Plains — “This is Georgia’s Hollywood!”

From her big hair to her colorful quips, Paula Deen has never been accused of being understated. And she wasn’t about to start Saturday morning when she swept into this teeny town for a high-profile fundraiser with her good friend, Jimmy Carter.

“Mr. Jimmy, how’re you doin’ honey?” Deen called out as the former president ambled into the Plains Community Center with his wife, Rosalynn, and immediately got swallowed up in her enormous bear hug. “I’ve been prayin’ for you so much!”

“We’re doing just fine,” said Carter, who later confirmed with a grin to the AJC that Deen was a “big personality.”

The pair hadn’t seen each other in a couple of years — although Deen’s been keeping up with Carter’s cancer battle through mutual friends here — and so it only made sense their face-to-face reunion would be big news. Even “Entertainment Tonight” showed up to cover “Painting, Paula and a President.”

A unique fundraiser for a couple of Plains nonprofits, the event was set against the backdrop of Carter’s and Deen’s shared love of painting. Some 50 people paid $500 apiece to attend an art class taught by renowned Atlanta area painter James Richards. Those who paid anywhere from two to four times as much would get to attend an exclusive dinner on Saturday night, or even stay at the Plains Inn for a “sleepover” with Deen.

“I didn’t bring any pajamas!” Deen told the AJC, which briefly thought it had quite a scoop — that is, until the famed TV chef and recent “Dancing with the Stars” alum disclosed she wears nightgowns to bed. But whatever happened in the Plains Inn on Saturday night, Deen planned on being up early the next morning to attend Carter’s Sunday school class for the first time.

Extracted records:

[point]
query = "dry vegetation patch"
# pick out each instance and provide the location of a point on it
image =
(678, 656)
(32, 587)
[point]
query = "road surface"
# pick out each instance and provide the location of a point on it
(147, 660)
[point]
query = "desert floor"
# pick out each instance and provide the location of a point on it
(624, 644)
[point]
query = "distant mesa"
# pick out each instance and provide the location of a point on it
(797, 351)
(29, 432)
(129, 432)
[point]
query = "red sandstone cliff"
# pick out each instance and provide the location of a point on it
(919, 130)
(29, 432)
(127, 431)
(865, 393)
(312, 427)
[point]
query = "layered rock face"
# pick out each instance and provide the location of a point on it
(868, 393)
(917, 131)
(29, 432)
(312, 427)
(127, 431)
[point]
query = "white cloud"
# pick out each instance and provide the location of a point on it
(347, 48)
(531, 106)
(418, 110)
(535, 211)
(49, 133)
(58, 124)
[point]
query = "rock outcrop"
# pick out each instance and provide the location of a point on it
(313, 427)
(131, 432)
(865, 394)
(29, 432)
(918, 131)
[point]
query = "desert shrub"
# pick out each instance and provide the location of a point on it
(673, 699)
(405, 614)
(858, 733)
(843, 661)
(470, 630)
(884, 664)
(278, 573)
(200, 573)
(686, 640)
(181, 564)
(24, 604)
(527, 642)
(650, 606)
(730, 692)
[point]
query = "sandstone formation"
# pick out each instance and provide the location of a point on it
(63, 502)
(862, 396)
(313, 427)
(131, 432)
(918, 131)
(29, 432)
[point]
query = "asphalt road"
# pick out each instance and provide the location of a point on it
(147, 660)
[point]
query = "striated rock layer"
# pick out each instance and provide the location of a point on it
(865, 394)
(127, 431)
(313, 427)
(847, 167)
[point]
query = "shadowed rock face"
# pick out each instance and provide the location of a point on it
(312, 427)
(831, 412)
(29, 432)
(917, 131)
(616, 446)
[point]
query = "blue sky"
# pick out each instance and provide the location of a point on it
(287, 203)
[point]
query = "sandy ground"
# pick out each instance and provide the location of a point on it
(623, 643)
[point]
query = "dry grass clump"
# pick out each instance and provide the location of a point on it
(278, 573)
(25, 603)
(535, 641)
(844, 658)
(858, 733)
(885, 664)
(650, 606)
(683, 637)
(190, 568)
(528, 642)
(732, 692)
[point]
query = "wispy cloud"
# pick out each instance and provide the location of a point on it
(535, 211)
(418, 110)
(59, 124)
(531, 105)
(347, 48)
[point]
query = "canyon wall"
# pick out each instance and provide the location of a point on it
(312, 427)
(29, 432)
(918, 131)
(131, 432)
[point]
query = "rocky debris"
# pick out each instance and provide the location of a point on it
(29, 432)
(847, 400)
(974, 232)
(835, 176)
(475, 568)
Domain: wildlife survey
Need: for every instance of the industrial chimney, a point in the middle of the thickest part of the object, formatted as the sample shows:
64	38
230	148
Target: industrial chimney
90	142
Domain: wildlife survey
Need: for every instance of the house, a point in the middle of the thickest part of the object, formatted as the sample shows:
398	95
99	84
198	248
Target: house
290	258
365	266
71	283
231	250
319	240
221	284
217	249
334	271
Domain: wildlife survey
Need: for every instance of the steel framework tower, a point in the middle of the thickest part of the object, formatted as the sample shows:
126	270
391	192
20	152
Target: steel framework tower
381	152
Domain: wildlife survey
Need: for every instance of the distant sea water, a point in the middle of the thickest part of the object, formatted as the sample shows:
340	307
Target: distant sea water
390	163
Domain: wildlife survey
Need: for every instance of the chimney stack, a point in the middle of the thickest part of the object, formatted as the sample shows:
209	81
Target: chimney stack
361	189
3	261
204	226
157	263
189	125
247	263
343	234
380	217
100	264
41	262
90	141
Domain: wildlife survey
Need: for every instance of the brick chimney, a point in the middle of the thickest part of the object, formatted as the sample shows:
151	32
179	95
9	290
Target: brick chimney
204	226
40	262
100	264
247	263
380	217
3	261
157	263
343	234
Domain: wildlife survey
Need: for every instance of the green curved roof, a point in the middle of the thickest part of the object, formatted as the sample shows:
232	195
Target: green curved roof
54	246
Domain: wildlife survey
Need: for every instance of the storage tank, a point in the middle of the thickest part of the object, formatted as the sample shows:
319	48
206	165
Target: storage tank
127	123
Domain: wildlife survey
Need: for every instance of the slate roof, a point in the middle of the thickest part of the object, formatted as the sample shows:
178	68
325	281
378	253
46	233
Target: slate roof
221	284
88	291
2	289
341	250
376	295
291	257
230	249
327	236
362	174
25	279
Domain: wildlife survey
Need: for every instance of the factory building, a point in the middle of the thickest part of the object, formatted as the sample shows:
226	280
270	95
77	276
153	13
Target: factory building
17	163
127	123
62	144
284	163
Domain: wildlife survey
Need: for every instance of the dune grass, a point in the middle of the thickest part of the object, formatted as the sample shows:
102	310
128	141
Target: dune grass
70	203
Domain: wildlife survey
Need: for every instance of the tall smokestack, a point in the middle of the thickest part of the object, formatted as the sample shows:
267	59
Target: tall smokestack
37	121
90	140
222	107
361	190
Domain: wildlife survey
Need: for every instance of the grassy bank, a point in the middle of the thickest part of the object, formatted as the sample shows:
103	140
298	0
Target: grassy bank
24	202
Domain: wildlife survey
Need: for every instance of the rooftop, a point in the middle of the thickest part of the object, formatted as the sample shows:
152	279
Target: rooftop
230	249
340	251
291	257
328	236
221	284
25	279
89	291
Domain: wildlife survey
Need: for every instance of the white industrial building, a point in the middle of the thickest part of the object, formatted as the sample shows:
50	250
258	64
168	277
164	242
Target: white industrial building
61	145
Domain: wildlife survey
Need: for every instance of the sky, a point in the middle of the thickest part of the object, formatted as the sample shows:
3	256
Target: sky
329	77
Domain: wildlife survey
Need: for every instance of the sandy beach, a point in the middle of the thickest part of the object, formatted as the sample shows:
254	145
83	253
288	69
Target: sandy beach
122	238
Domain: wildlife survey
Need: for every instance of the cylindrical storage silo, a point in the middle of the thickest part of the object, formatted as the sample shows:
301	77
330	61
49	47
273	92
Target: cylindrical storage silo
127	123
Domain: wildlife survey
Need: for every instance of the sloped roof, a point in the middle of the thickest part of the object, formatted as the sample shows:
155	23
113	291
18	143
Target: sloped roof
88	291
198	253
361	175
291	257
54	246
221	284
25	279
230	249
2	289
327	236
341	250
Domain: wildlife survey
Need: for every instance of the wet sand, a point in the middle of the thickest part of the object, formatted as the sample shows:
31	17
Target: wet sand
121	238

Task objective:
Carry on the article about Paula Deen's visit to Plains for the painting fundraiser with Jimmy Carter, starting after its last sentence.

Solved exercise:
“We all need some Sunday school in our lives, don’t we,” Deen said. “Especially from that man.”

Even as she spoke, “that man” was seated in the front row of folding chairs, attentively following along as Richards taught his nearly two-hour class. It began with him dipping crumpled up paper towels in brown paint and dabbing at a blank canvas to create “shapes and shadows” on what gradually emerged as a beautiful landscape.

In a conversation afterwards, Carter said he’d learned something, even at age 91.

“I have a lot of difficulty doing a loose, unrestricted type of painting,” said the Naval Academy grad and onetime nuclear submariner. “I think it’s because I’m an engineer, that reliance on strict accuracy. But my favorite artists are the Impressionists.”

Deen, who’d slipped out of the front row for awhile to chat with various people, was impressed by Carter’s attentiveness.

"He's sittin' on up there, behaving himself," Deen chuckled. "I can't sit still for that long. And I certainly can't behave!"